[Stored data entries]
^^^^^^^^^^^^^^^^
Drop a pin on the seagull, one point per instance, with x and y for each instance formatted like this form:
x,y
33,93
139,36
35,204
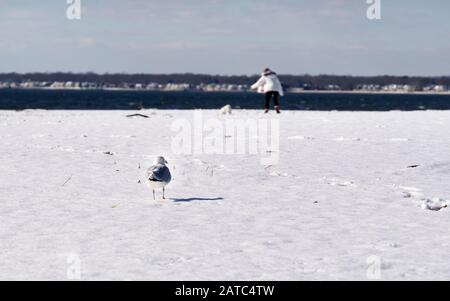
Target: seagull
x,y
158,175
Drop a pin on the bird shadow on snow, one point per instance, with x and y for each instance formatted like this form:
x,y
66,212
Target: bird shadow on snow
x,y
188,200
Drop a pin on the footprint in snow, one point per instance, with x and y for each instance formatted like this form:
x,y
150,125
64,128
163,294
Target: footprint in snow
x,y
337,182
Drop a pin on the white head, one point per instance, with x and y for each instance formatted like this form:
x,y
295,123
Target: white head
x,y
160,160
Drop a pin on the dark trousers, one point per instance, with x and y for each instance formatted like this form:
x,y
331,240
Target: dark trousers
x,y
269,95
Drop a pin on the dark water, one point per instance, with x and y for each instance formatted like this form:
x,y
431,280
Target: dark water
x,y
16,99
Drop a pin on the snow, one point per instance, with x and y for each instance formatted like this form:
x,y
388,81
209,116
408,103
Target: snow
x,y
72,186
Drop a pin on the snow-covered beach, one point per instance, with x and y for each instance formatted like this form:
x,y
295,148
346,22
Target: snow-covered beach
x,y
346,198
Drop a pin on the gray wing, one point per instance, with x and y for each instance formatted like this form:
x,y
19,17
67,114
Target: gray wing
x,y
159,173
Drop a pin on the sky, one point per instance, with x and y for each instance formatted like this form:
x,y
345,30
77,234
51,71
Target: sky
x,y
228,37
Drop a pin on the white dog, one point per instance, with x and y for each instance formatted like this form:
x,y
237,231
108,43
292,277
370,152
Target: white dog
x,y
226,110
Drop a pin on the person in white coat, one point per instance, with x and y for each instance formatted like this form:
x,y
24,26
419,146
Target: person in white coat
x,y
271,86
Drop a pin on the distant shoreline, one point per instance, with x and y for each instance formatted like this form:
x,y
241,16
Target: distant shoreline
x,y
251,92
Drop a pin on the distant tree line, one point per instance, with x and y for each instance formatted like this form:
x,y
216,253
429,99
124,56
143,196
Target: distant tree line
x,y
289,81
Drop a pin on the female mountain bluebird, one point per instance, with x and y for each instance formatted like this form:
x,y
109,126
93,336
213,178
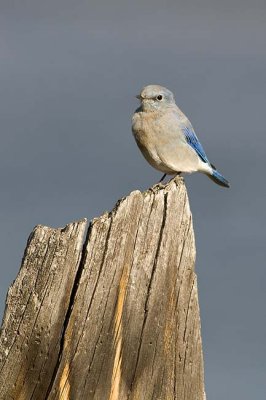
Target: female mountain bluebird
x,y
166,138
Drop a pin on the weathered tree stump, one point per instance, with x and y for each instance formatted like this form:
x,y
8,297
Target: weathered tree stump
x,y
116,318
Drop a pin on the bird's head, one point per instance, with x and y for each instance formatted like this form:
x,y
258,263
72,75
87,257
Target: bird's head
x,y
155,98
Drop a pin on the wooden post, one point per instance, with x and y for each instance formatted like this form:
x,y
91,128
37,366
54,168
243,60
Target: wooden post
x,y
114,319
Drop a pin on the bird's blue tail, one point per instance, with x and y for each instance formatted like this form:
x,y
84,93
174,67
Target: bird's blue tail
x,y
218,178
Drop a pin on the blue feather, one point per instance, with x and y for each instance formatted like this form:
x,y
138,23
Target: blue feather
x,y
193,141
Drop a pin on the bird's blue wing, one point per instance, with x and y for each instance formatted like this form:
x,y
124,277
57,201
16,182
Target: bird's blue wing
x,y
193,141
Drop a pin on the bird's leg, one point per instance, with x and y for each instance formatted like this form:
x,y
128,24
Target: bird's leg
x,y
162,178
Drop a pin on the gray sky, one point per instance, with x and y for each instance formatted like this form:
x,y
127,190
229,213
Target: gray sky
x,y
69,71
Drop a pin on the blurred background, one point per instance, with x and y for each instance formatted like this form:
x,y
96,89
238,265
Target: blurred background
x,y
69,71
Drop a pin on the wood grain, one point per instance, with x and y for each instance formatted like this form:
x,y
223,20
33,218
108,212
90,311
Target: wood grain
x,y
118,320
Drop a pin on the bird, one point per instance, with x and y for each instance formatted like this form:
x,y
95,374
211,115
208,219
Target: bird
x,y
166,137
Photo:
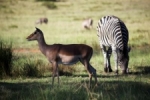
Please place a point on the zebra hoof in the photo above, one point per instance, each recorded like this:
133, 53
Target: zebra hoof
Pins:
110, 70
105, 69
124, 72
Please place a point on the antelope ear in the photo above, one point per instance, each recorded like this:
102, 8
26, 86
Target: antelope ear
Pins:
36, 28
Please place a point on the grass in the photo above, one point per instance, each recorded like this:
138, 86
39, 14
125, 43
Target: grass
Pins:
18, 21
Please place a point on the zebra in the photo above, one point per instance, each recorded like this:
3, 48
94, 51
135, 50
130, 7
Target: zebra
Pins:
113, 37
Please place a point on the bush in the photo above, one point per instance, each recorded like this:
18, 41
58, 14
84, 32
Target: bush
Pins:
6, 56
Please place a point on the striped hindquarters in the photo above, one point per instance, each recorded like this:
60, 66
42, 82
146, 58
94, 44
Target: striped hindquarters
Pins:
112, 32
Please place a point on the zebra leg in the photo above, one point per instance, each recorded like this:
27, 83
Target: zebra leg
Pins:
115, 52
109, 51
105, 58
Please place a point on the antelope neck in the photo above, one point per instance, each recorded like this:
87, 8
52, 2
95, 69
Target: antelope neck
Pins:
42, 45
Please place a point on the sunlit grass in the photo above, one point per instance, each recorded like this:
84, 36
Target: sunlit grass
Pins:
18, 21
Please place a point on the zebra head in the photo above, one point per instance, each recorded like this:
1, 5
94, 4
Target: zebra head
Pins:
123, 59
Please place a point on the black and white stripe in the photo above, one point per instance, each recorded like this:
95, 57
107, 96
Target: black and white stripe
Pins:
112, 33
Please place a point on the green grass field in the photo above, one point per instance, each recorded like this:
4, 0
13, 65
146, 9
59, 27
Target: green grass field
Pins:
17, 21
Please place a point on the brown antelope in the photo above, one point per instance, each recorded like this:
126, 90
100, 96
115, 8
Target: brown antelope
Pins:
64, 54
87, 23
41, 21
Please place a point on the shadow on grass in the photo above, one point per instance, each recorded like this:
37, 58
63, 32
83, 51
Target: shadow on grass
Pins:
141, 70
106, 90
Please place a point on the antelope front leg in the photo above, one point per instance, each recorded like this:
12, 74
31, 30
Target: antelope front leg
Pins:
55, 69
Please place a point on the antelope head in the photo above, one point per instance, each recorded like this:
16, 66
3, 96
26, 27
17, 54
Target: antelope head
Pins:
36, 35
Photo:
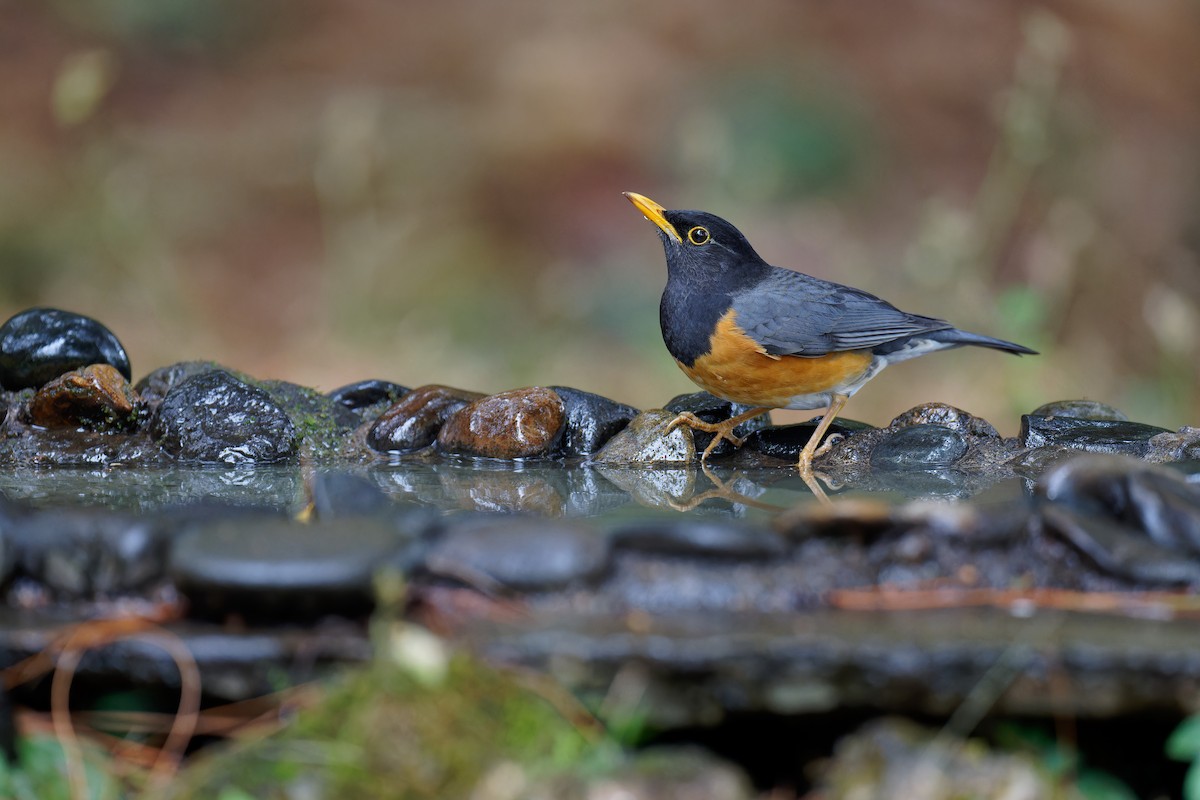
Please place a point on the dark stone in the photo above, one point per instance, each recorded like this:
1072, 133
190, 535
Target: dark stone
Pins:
96, 398
214, 417
516, 552
415, 420
592, 420
275, 567
948, 416
40, 344
365, 394
699, 537
711, 408
787, 440
1119, 549
646, 440
83, 554
519, 423
1152, 499
919, 446
155, 385
323, 426
1080, 409
1091, 435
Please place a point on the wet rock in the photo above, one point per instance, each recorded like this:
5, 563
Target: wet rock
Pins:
1119, 549
364, 395
1157, 501
40, 344
711, 408
1091, 435
265, 567
519, 423
1080, 409
1181, 445
84, 554
415, 420
96, 397
592, 420
646, 440
155, 385
522, 553
323, 426
699, 537
919, 446
214, 417
787, 440
895, 758
948, 416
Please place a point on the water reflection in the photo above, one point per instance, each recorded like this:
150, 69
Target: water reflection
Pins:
545, 488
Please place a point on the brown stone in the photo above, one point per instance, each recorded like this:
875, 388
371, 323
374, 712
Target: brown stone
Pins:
519, 423
414, 421
96, 397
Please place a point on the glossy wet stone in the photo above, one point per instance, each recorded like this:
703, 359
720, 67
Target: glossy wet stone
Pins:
1080, 409
516, 552
519, 423
155, 385
919, 446
40, 344
214, 417
364, 395
592, 420
415, 420
711, 408
787, 440
646, 440
948, 416
699, 537
96, 397
276, 567
1091, 435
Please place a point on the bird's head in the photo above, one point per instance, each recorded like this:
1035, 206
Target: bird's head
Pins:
700, 244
^^^^^^^^^^^^^^^^
Each entry is to be returned as it stands, and each picture is to be left out.

Drop a pin on the seagull, one point per instance, with x and y for each instance formatted like this form:
x,y
33,93
139,36
35,204
Target: seagull
x,y
158,175
Drop a pin on the bird shadow on snow, one point per instance, with x and y for each instance formatted like this form:
x,y
66,212
Target: bird shadow on snow
x,y
188,200
Drop a pin on the footprint in snow, one point per instance, with x and y for each instance formatted like this form:
x,y
150,125
64,128
163,294
Target: footprint in snow
x,y
337,182
Drop a pin on the white head, one point per instance, with x and y for each instance formatted like this form:
x,y
295,123
Target: white head
x,y
160,160
Drop a pin on the dark trousers, one point per instance, with x and y for each instance formatted like this form:
x,y
331,240
Target: dark trousers
x,y
269,95
Drop a pin on the dark water, one point per instance, with x and y for each instance formatted like this form:
x,y
431,280
Target: dark water
x,y
16,99
Drop a pin on the snow, one point per instance, with x and y for each instance formatted like this form:
x,y
388,81
209,116
408,103
Target: snow
x,y
72,186
Drop a pin on the snow-covered beach, one point per instance, with x and y for each instance formatted like this form:
x,y
295,148
346,22
Target: snow-covered beach
x,y
346,198
Drop a pin on the gray wing, one point per instance, with x and y for each instance formatted like this form:
x,y
19,17
67,114
Target: gray wing
x,y
159,173
Drop a pin on the sky, one point per instance, with x and y for each instance formatted like this form:
x,y
345,30
77,234
51,71
Target: sky
x,y
228,37
Drop a pin on the white dog, one point per instance, with x and y for each instance formatted like this form:
x,y
237,231
108,43
292,277
370,152
Target: white dog
x,y
226,110
Drop a pin on the person in white coat, one point per instance, with x and y for each instance formatted like this form:
x,y
24,26
419,146
Target: person in white coat
x,y
271,86
Drop a pin on the distant shoreline, one point per instance, with x and y for each instance formatted like this form:
x,y
241,16
Target: distant shoreline
x,y
251,92
Drop a pin on the distant tree line, one point per instance, with x and y for each instance formatted like this form:
x,y
216,253
429,99
124,56
143,196
Target: distant tree line
x,y
289,81
Drop a pin on the female mountain bluebird, one point per instance, with x and y for each instance formatted like this form:
x,y
109,126
93,336
213,178
Target: female mountain bluebird
x,y
166,138
Drop a pin on the weathered tree stump, one point per instance, with x and y for each instance formatted like this form:
x,y
8,297
Target: weathered tree stump
x,y
116,318
Drop a pin on the bird's head, one point per instance, with x and y for each instance formatted like this form:
x,y
258,263
72,75
87,257
Target: bird's head
x,y
155,98
Drop a pin on the wooden post, one point per instance, with x and y for each instance formatted like this form:
x,y
91,128
37,366
54,168
243,60
Target: wooden post
x,y
114,319
Drop a pin on the bird's blue tail, one point per instance, with x and y for each instance formatted like this form:
x,y
84,93
174,67
Target: bird's blue tail
x,y
218,178
Drop a pin on the blue feather, one point per instance, with x and y for each instance formatted like this form:
x,y
138,23
Target: blue feather
x,y
193,141
Drop a pin on the bird's blue wing, one point per instance, with x and y for each instance formatted like this form:
x,y
124,277
57,201
16,182
Target: bird's blue wing
x,y
193,141
Drop a pin on the bird's leg, one point per instance, with x and y for each instance formatted like this form:
x,y
128,24
Target: bird's leg
x,y
162,178
Drop a pin on the gray sky, one point per instance, with x and y for each instance formatted like this form:
x,y
127,190
229,213
Target: gray sky
x,y
69,71
Drop a pin on the blurred background, one point per instance, with x and y for each instance formatted like this form:
x,y
96,89
238,265
Target: blurred background
x,y
69,71
Drop a pin on the wood grain, one point per instance, with x and y for each instance formatted like this form:
x,y
223,20
33,218
108,212
90,311
Target: wood grain
x,y
118,320
Drop a pin on the bird, one point per instance, with x and y for each instance formatted like this form:
x,y
95,374
211,115
208,219
Target: bird
x,y
166,137
Photo:
Please place a point on the zebra hoof in the photo above, one point per instance, each recorded like this:
133, 53
Target: zebra hoof
Pins:
110, 70
105, 69
124, 72
Please place a point on the antelope ear in the photo above, one point per instance, each recorded like this:
102, 8
26, 86
Target: antelope ear
Pins:
36, 28
Please place a point on the grass in the photo above, one point per instance, each recorded like this:
138, 86
39, 14
125, 43
Target: grass
Pins:
18, 21
Please place a point on the zebra in the photo above, one point per instance, each recorded like this:
3, 48
94, 51
135, 50
130, 7
Target: zebra
Pins:
113, 37
Please place a point on the bush in the photo above, one point per instance, each recorded like this:
18, 41
58, 14
84, 32
Target: bush
Pins:
6, 56
Please place a point on the striped hindquarters in the photo above, one point per instance, each recorded like this:
60, 66
42, 82
146, 58
94, 44
Target: striped hindquarters
Pins:
112, 32
Please place a point on the zebra leg in the photo above, one point per instance, each recorded like this:
27, 83
Target: zebra leg
Pins:
115, 52
109, 51
105, 58
Please place a point on the antelope neck in the photo above, one point per instance, each recorded like this:
87, 8
52, 2
95, 69
Target: antelope neck
Pins:
42, 45
Please place a point on the sunlit grass in the photo above, one point per instance, each recorded like this:
84, 36
Target: sunlit grass
Pins:
18, 21
Please place a point on the zebra head in the photo above, one point per instance, each recorded like this:
1, 5
94, 4
Target: zebra head
Pins:
123, 59
Please place a point on the black and white stripe in the photo above, one point per instance, each recorded like this:
95, 57
107, 96
Target: black and white stripe
Pins:
112, 33
Please place a point on the green grass field in the photo above, one point per instance, each recorded like this:
4, 0
13, 65
146, 9
59, 27
Target: green grass field
Pins:
17, 21
Please place a point on the brown antelope in the photo above, one point per instance, each recorded like this:
126, 90
100, 96
115, 8
Target: brown antelope
Pins:
64, 54
87, 23
41, 21
Please place a point on the shadow on grass in the photo above, one point per instance, each recorded like this:
37, 58
63, 32
83, 51
Target: shadow on grass
Pins:
141, 70
106, 90
Please place a point on the antelope front leg in the photo above, one point per instance, each recorded like this:
12, 74
31, 30
Target: antelope front leg
Pins:
55, 69
Please place a point on the antelope head in the photo above, one point per instance, each recorded like this:
16, 66
3, 96
26, 27
17, 54
Target: antelope head
Pins:
36, 35
Photo:
Please place a point on the dark stone in the photo above, one point per instance, each recorded like this:
1072, 133
190, 535
Target: dark stone
Pins:
96, 398
214, 417
516, 552
415, 420
592, 420
275, 567
948, 416
40, 344
365, 394
699, 537
711, 408
787, 440
1119, 549
646, 440
83, 554
519, 423
1152, 499
919, 446
155, 385
323, 426
1080, 409
1091, 435
Please place a point on the wet rock in the photo above, one point per instance, each recorded like this:
5, 563
Target: wet rock
Pins:
1119, 549
364, 395
1157, 501
40, 344
711, 408
1091, 435
265, 567
519, 423
1080, 409
1181, 445
84, 554
415, 420
96, 397
592, 420
646, 440
155, 385
522, 553
323, 426
699, 537
919, 446
214, 417
787, 440
895, 758
948, 416
Please place a point on the water reflection in the photo above, one point per instance, each recorded like this:
150, 69
Target: water reflection
Pins:
545, 488
Please place a point on the brown stone in the photo above, one point per instance, each recorded like this:
875, 388
371, 323
374, 712
Target: brown stone
Pins:
519, 423
414, 421
96, 397
Please place a point on the glossy wet stone in the photo above, one point per instance, each recorded like this:
703, 359
720, 67
Target: glossy wet stone
Pins:
1080, 409
516, 552
519, 423
155, 385
919, 446
40, 344
214, 417
364, 395
592, 420
415, 420
711, 408
787, 440
646, 440
948, 416
699, 537
96, 397
276, 567
1091, 435
Please place a point on the bird's head in the photo above, one point per instance, each recorded like this:
1035, 206
Target: bird's head
Pins:
700, 244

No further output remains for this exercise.